Coordinate annotation entries:
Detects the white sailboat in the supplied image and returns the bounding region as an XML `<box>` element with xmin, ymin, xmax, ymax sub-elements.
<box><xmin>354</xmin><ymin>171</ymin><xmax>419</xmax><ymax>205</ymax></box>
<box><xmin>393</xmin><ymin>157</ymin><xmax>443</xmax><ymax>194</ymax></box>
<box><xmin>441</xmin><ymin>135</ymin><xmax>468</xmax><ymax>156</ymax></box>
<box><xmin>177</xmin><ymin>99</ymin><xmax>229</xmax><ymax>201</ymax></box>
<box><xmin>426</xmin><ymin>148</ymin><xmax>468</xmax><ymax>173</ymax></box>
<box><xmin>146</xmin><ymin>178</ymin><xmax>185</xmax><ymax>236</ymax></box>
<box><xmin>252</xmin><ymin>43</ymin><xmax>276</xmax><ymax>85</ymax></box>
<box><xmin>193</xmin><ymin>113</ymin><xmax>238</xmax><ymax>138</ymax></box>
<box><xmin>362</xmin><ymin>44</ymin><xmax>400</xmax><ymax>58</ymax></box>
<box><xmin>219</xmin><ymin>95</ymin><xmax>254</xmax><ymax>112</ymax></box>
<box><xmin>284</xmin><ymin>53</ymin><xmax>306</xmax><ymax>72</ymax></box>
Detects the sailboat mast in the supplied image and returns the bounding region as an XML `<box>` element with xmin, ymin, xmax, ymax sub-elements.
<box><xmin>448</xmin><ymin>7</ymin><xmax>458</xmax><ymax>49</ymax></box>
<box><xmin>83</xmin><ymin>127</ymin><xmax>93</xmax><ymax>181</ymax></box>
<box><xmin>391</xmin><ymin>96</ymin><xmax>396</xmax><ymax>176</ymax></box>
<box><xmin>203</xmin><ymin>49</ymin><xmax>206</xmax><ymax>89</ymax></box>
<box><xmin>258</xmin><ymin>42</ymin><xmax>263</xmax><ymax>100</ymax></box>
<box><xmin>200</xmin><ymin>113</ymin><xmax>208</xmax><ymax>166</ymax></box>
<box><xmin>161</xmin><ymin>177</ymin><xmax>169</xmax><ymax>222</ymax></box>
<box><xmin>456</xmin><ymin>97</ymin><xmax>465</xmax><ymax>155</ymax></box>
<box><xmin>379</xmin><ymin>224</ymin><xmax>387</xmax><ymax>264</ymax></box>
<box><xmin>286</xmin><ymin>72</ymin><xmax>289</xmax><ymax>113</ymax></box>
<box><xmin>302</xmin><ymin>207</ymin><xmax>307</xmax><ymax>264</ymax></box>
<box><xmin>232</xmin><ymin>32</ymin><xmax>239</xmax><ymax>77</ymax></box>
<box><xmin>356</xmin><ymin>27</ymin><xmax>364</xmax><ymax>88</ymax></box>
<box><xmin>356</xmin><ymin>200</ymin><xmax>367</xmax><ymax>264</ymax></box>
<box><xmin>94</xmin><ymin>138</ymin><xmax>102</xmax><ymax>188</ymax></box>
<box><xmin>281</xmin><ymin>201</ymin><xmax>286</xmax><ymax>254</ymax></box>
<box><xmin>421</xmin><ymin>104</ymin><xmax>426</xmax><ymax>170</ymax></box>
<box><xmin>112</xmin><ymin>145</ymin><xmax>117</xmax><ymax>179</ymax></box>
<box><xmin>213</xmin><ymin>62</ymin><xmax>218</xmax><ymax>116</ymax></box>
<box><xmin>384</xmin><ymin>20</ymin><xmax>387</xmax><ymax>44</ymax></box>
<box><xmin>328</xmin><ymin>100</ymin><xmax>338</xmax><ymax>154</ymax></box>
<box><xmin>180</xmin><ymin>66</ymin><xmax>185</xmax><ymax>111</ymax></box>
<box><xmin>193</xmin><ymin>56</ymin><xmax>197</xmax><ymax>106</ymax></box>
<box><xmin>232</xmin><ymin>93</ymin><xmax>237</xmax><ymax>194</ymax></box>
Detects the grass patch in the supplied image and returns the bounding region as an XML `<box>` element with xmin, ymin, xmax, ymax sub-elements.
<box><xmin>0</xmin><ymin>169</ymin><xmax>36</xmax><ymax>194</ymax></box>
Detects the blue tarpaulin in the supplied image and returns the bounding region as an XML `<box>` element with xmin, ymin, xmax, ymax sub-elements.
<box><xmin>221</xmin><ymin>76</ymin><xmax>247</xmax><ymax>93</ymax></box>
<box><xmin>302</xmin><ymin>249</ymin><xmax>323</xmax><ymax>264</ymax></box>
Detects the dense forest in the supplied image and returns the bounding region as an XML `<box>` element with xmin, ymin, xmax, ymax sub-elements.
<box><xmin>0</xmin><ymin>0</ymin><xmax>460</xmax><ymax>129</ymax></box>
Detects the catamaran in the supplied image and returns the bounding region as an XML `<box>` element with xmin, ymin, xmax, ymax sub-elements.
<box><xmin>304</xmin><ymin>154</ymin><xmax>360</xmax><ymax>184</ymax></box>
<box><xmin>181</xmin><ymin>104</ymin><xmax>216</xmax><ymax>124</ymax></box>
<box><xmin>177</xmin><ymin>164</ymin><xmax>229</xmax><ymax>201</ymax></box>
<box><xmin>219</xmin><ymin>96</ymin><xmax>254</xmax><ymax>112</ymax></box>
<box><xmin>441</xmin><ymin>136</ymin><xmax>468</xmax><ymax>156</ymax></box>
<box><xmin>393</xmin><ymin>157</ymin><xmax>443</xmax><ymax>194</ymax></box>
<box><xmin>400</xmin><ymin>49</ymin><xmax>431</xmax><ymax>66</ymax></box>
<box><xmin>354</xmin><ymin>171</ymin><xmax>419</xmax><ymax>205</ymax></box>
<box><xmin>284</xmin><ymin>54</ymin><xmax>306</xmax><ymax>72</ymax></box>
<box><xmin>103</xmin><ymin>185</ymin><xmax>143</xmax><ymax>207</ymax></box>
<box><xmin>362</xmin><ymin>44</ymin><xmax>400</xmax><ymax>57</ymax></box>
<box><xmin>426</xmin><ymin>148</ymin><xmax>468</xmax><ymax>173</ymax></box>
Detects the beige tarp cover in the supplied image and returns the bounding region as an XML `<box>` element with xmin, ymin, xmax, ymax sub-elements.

■ **Job**
List every row above that contains the string "sailboat", treating uppercase and lowercase as different.

■ **Worked answer**
Detects the white sailboat in the supplied image and returns the bounding region as an XML `<box>` element with xmin, ymin, xmax, ymax sub-elements.
Detects the sailboat mast in the supplied image and returns the bounding region as an XML `<box>` element with xmin, ymin, xmax, ymax sub-elements.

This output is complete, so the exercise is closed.